GIVEN EXERCISE —
In the lines from the one containing "of the telescoping" to the one containing "137), (70, 138)]]", switch "telescoping boom arm" to "extendable crane arm" and change nothing else. Return only those lines, leaving out the picture.

DATASET EXTRACT —

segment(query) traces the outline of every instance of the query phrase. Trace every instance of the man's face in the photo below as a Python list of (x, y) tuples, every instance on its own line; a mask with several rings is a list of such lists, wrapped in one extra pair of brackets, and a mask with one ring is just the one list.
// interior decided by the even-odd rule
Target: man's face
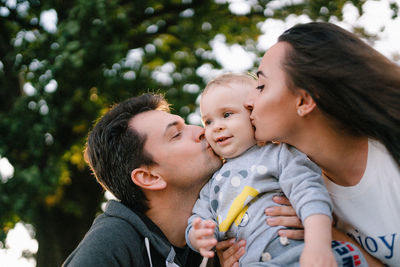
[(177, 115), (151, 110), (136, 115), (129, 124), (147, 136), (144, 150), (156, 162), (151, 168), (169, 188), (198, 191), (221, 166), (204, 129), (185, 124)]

...

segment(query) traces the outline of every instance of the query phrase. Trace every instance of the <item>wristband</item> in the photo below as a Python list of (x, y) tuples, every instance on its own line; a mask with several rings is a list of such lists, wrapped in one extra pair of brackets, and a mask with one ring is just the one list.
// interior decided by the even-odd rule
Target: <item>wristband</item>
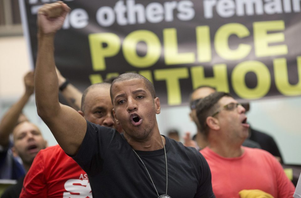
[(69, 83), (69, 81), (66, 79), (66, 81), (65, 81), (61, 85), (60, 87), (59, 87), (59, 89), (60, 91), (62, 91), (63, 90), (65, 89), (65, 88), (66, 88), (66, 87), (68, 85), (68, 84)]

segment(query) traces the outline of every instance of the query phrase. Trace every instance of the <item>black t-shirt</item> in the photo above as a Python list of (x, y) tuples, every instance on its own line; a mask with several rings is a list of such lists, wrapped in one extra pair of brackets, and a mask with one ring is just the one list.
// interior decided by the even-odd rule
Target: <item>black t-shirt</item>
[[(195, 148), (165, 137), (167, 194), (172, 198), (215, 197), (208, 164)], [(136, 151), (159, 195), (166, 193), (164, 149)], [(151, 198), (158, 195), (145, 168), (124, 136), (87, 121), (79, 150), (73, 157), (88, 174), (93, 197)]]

...

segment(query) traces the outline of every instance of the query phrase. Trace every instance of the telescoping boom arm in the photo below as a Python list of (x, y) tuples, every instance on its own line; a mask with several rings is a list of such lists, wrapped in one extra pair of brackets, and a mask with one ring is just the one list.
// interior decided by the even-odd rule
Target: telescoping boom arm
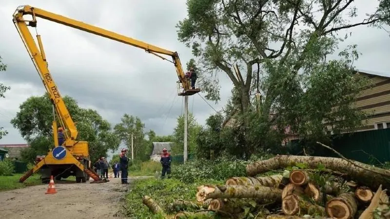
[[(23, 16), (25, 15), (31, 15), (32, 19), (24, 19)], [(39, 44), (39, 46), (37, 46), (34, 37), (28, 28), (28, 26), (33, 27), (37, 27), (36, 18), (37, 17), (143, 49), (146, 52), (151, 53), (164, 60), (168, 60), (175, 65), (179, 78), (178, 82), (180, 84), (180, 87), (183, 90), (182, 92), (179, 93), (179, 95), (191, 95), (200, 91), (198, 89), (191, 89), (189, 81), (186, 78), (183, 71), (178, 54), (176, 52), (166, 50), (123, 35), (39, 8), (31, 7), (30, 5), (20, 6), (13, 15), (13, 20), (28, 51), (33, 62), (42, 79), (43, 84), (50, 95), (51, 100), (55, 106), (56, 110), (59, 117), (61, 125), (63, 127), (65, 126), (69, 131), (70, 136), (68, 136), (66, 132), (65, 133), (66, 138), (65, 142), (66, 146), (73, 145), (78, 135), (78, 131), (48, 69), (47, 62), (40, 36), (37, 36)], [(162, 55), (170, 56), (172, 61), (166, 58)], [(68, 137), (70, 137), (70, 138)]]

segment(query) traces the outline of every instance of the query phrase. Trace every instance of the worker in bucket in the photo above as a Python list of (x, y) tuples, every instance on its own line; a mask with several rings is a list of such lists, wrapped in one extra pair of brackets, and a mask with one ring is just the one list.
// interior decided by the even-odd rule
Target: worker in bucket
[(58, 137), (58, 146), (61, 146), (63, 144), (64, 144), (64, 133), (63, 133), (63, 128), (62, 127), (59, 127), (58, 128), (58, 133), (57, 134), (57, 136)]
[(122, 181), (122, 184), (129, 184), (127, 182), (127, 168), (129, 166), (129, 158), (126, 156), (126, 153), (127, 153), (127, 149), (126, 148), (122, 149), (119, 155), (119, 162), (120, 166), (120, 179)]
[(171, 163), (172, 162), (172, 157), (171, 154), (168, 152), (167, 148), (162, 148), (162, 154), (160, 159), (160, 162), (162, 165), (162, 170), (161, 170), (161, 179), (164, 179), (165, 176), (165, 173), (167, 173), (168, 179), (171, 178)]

ANSWER TO THIS TASK —
segment(query) traces the outline of every instance of the query phrase. Trace every instance of the extendable crane arm in the photo below as a Python list of (x, y) tuples, every instance on its own line; a mask with several rings is a list of such lists, wrapped in one extra pair of brackets, and a mask with one ring is just the one list.
// interior decided by the even-odd rule
Target: extendable crane arm
[[(23, 16), (25, 15), (31, 15), (32, 19), (24, 19)], [(39, 44), (39, 46), (37, 46), (34, 37), (28, 28), (28, 26), (33, 27), (37, 27), (36, 18), (37, 17), (143, 49), (146, 52), (151, 53), (164, 60), (168, 60), (175, 65), (179, 78), (178, 82), (180, 84), (180, 87), (183, 90), (182, 92), (179, 93), (179, 95), (191, 95), (200, 91), (198, 89), (191, 89), (189, 81), (186, 78), (183, 71), (178, 54), (176, 52), (166, 50), (123, 35), (39, 8), (31, 7), (30, 5), (20, 6), (13, 15), (13, 20), (28, 51), (33, 62), (42, 79), (43, 84), (50, 95), (51, 100), (55, 106), (56, 110), (59, 117), (61, 125), (63, 127), (65, 126), (69, 131), (70, 136), (68, 136), (66, 132), (65, 133), (66, 138), (65, 142), (66, 146), (73, 145), (78, 135), (78, 131), (48, 69), (47, 62), (40, 36), (37, 36)], [(162, 55), (170, 56), (172, 61), (166, 58)], [(68, 137), (70, 137), (70, 138)]]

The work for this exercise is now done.